Directions —
Transcribe the records verbatim, everything from the start of the records down through the line containing "x=289, y=232", with both ends included. Leave the pictures out of your answer.

[Excerpts of pointing data]

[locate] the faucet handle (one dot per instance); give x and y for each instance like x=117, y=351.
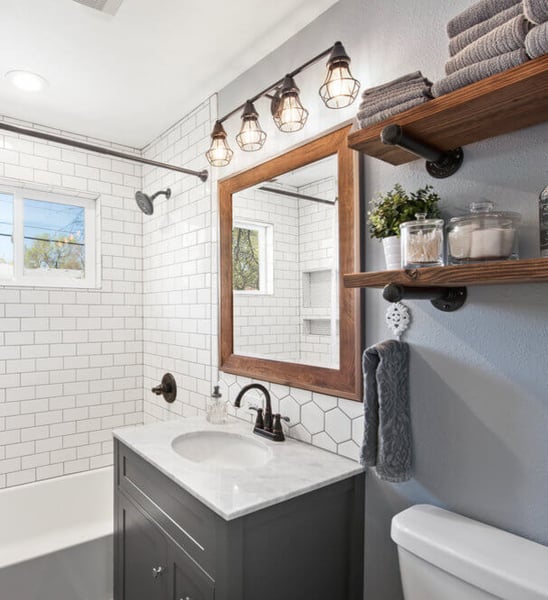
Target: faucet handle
x=259, y=421
x=277, y=429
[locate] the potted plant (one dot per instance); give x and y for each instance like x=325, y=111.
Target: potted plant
x=390, y=209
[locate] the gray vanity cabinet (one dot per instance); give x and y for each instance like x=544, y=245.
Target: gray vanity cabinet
x=169, y=546
x=145, y=554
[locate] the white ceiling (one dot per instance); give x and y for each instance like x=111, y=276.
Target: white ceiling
x=126, y=78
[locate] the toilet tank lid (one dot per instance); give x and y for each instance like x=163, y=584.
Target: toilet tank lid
x=501, y=563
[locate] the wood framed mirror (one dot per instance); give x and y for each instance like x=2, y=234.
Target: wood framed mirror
x=289, y=231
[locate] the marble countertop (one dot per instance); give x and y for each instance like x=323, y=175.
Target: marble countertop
x=292, y=469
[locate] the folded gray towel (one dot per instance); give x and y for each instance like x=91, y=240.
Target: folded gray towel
x=389, y=112
x=472, y=34
x=404, y=79
x=536, y=42
x=503, y=39
x=477, y=13
x=396, y=93
x=536, y=10
x=479, y=71
x=378, y=105
x=387, y=431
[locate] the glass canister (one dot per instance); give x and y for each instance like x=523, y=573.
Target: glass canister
x=483, y=235
x=422, y=242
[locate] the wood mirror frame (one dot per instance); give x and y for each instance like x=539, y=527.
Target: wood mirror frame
x=346, y=381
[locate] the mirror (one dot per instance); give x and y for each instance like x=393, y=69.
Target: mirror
x=289, y=232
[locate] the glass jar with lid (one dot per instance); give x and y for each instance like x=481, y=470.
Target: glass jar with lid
x=483, y=235
x=422, y=242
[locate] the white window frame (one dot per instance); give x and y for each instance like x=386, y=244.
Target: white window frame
x=91, y=246
x=266, y=256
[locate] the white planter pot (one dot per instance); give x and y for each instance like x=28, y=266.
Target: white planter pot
x=392, y=252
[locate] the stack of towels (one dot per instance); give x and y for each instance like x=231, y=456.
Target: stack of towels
x=536, y=42
x=485, y=39
x=392, y=98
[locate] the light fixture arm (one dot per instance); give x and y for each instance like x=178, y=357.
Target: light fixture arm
x=276, y=84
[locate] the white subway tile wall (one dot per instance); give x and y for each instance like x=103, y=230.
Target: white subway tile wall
x=71, y=360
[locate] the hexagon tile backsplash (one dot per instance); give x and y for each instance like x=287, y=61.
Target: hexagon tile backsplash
x=334, y=424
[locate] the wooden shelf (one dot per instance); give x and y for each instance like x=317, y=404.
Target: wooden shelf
x=506, y=102
x=533, y=270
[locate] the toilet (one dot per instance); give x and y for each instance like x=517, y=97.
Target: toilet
x=445, y=556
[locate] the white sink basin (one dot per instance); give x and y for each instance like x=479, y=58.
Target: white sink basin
x=222, y=449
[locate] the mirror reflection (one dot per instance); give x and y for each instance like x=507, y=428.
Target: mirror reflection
x=285, y=263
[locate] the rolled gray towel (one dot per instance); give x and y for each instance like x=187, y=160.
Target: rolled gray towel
x=479, y=71
x=503, y=39
x=393, y=110
x=397, y=93
x=387, y=443
x=536, y=10
x=536, y=42
x=472, y=34
x=477, y=13
x=416, y=75
x=376, y=106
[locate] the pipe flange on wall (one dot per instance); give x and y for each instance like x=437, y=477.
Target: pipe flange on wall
x=439, y=164
x=446, y=299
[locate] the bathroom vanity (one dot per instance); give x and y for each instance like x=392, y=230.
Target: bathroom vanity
x=192, y=523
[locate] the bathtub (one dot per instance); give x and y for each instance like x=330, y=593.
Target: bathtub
x=56, y=538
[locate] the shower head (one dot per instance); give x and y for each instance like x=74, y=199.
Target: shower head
x=144, y=201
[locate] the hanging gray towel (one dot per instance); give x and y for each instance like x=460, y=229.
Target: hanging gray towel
x=468, y=36
x=387, y=431
x=536, y=11
x=477, y=13
x=536, y=42
x=503, y=39
x=479, y=71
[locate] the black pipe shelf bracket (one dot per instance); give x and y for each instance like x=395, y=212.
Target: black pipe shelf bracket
x=446, y=299
x=438, y=164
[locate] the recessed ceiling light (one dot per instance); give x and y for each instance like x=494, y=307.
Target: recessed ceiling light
x=26, y=81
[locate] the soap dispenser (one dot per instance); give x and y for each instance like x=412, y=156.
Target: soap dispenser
x=216, y=408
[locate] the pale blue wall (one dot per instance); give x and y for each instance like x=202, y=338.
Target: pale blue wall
x=478, y=376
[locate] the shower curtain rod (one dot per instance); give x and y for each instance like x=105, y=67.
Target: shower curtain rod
x=100, y=150
x=267, y=188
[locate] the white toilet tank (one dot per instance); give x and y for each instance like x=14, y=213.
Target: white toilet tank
x=445, y=556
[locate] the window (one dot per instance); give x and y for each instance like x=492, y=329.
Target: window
x=252, y=269
x=46, y=239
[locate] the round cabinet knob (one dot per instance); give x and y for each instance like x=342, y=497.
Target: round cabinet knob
x=157, y=571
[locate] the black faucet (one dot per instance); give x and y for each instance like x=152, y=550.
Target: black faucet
x=267, y=426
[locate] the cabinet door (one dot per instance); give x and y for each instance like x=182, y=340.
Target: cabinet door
x=143, y=554
x=189, y=581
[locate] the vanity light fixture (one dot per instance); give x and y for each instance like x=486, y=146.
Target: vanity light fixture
x=219, y=153
x=251, y=136
x=287, y=111
x=339, y=90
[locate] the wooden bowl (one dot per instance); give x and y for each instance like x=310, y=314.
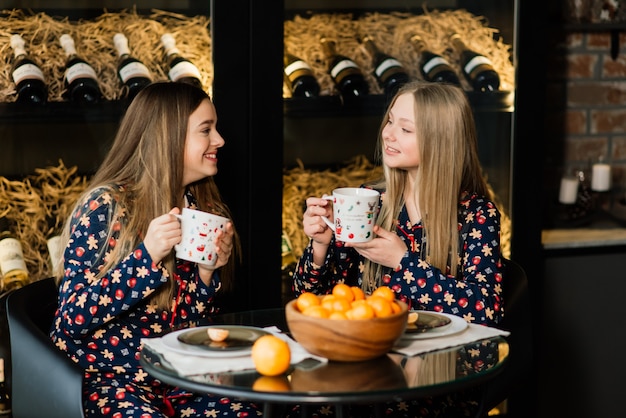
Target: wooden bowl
x=346, y=339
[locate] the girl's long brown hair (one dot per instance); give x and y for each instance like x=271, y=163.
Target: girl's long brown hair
x=449, y=165
x=147, y=158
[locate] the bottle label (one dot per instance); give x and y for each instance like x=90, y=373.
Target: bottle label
x=341, y=66
x=26, y=72
x=385, y=65
x=297, y=65
x=133, y=69
x=11, y=256
x=432, y=63
x=80, y=70
x=475, y=62
x=184, y=69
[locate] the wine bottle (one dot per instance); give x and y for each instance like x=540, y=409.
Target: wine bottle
x=5, y=397
x=180, y=68
x=81, y=81
x=388, y=71
x=346, y=74
x=53, y=243
x=477, y=69
x=299, y=77
x=433, y=67
x=132, y=72
x=12, y=264
x=29, y=80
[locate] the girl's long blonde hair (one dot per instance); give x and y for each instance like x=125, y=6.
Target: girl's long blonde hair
x=147, y=158
x=445, y=135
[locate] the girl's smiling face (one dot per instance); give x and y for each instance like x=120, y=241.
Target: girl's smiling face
x=399, y=137
x=201, y=144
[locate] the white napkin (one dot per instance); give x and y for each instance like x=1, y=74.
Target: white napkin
x=189, y=364
x=472, y=333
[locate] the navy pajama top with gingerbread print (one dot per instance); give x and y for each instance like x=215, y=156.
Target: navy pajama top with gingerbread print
x=100, y=322
x=475, y=295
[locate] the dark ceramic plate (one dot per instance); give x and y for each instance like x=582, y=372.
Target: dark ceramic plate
x=427, y=321
x=239, y=337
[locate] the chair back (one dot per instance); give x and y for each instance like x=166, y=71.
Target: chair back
x=515, y=377
x=44, y=381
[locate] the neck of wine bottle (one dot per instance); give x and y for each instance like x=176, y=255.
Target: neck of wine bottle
x=433, y=67
x=299, y=77
x=345, y=72
x=12, y=263
x=477, y=69
x=180, y=69
x=132, y=72
x=81, y=80
x=388, y=71
x=28, y=78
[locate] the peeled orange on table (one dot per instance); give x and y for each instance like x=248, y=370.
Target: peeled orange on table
x=271, y=355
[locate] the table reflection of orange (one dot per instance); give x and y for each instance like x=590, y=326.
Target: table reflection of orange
x=337, y=376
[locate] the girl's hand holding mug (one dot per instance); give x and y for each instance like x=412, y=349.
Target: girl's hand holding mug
x=163, y=234
x=314, y=225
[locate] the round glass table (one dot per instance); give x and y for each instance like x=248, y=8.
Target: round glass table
x=392, y=377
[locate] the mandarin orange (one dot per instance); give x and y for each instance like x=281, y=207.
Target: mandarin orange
x=271, y=355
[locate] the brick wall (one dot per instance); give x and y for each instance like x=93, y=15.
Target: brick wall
x=585, y=107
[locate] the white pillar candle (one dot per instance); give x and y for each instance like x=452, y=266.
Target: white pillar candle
x=569, y=190
x=601, y=177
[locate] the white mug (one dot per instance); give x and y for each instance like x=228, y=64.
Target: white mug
x=199, y=231
x=354, y=210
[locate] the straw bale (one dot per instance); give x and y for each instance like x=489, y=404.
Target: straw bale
x=94, y=42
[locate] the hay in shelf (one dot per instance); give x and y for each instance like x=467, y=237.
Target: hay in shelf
x=94, y=42
x=391, y=33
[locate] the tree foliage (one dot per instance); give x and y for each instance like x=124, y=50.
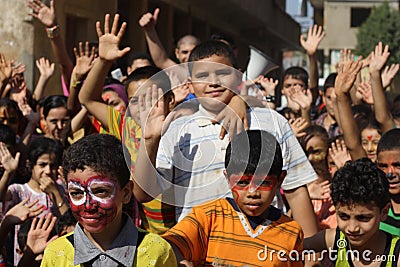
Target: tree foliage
x=383, y=24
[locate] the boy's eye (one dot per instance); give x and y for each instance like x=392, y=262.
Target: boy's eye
x=243, y=183
x=363, y=218
x=76, y=194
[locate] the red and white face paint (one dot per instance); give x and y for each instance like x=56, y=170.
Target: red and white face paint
x=93, y=202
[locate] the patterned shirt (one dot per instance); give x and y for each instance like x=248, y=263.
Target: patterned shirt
x=191, y=155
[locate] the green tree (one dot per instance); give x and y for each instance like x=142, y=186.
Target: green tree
x=383, y=24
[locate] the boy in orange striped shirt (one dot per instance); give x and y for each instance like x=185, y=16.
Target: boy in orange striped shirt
x=246, y=230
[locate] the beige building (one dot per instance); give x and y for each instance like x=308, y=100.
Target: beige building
x=263, y=24
x=341, y=20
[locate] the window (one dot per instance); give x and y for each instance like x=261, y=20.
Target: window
x=358, y=16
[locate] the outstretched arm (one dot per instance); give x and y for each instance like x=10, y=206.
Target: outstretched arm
x=47, y=16
x=46, y=71
x=152, y=118
x=379, y=58
x=90, y=94
x=157, y=51
x=345, y=79
x=314, y=37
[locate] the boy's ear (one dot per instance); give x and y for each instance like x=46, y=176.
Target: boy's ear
x=385, y=211
x=127, y=192
x=190, y=84
x=282, y=177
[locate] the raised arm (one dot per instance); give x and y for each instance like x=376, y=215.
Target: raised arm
x=347, y=74
x=90, y=94
x=46, y=71
x=84, y=63
x=379, y=58
x=10, y=165
x=47, y=16
x=152, y=118
x=314, y=37
x=157, y=51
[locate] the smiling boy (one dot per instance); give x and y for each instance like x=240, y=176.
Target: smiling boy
x=234, y=231
x=360, y=193
x=190, y=154
x=98, y=185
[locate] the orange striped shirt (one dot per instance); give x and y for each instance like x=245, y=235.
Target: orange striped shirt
x=214, y=234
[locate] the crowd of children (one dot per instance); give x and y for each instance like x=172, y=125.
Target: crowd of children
x=188, y=165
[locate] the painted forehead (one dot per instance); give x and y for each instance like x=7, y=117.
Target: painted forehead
x=92, y=179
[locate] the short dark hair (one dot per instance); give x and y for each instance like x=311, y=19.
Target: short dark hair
x=360, y=182
x=389, y=141
x=296, y=73
x=254, y=152
x=212, y=47
x=7, y=136
x=100, y=152
x=43, y=145
x=54, y=101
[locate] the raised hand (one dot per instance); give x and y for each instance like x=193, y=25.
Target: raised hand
x=110, y=40
x=388, y=74
x=45, y=68
x=379, y=57
x=23, y=211
x=364, y=91
x=303, y=99
x=84, y=60
x=39, y=233
x=46, y=15
x=8, y=162
x=148, y=21
x=298, y=125
x=152, y=115
x=347, y=74
x=339, y=153
x=314, y=37
x=5, y=68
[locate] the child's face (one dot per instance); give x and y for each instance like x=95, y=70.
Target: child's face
x=316, y=149
x=254, y=194
x=9, y=117
x=45, y=166
x=328, y=97
x=112, y=99
x=96, y=200
x=213, y=83
x=360, y=223
x=290, y=83
x=369, y=140
x=389, y=162
x=56, y=122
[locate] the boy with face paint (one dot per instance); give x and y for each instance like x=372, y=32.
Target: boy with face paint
x=98, y=186
x=360, y=193
x=246, y=228
x=388, y=159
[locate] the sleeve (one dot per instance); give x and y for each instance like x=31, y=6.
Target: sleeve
x=155, y=251
x=190, y=236
x=115, y=120
x=299, y=169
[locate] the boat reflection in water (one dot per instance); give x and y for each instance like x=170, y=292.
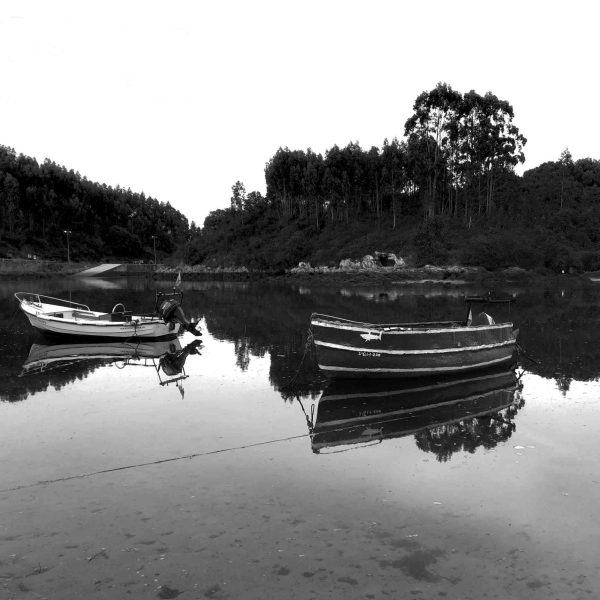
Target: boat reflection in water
x=166, y=357
x=445, y=415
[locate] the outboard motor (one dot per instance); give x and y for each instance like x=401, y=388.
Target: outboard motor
x=170, y=311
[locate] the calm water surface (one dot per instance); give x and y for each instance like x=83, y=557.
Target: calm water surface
x=119, y=478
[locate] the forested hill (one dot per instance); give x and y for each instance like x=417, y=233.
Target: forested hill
x=38, y=202
x=446, y=193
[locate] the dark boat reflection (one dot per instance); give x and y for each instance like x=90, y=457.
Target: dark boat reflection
x=445, y=415
x=166, y=357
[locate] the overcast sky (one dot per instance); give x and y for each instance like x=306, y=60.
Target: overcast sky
x=180, y=99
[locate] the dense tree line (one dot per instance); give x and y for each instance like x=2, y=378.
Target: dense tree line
x=446, y=192
x=38, y=202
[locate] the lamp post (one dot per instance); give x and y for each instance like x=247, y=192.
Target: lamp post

Result for this exercise —
[locate] the faucet handle (one dot per instance); give x and y for each instance like x=117, y=351.
Target: faucet handle
x=259, y=421
x=277, y=429
[locate] the potted plant (one dot per instance); give x and y for each instance like x=325, y=111.
Target: potted plant
x=390, y=209
[locate] the gray vanity cabinet (one dot per instance); give x and y for each instance like x=544, y=245.
Target: gray vanity cabinet
x=169, y=546
x=145, y=554
[locate] the white ceiling (one dot per instance); give x and y for each instance like x=111, y=276.
Target: white ceiling
x=126, y=78
[locate] the toilet tank lid (one dot per instance); give x and y for each instance like x=163, y=584.
Target: toilet tank lid
x=501, y=563
[locate] the wood framed mirror (one dot per instance); give x and y for each instance like x=2, y=234.
Target: wood framed mirror
x=289, y=231
[locate] the marble countertop (one dot per instance); give x and y for each instance like x=323, y=175.
Target: marble countertop
x=292, y=469
[locate] the folded gray towel (one dot per instance); give x and y for each instance like x=91, y=240.
Target: folded gray towel
x=389, y=112
x=472, y=34
x=404, y=79
x=536, y=42
x=503, y=39
x=477, y=13
x=396, y=93
x=536, y=10
x=479, y=71
x=378, y=105
x=387, y=431
[locate] the glass canister (one dot per instance); give x and y for each instance like x=523, y=573.
Target: glass canister
x=483, y=235
x=422, y=242
[locate] the wood mirror frame (one dot per instance); give x and y for each instance like x=539, y=527.
Target: wood mirror frame
x=346, y=381
[locate] the mirror (one dot per instance); give x and y for each instance like x=393, y=69.
Target: mirror
x=289, y=232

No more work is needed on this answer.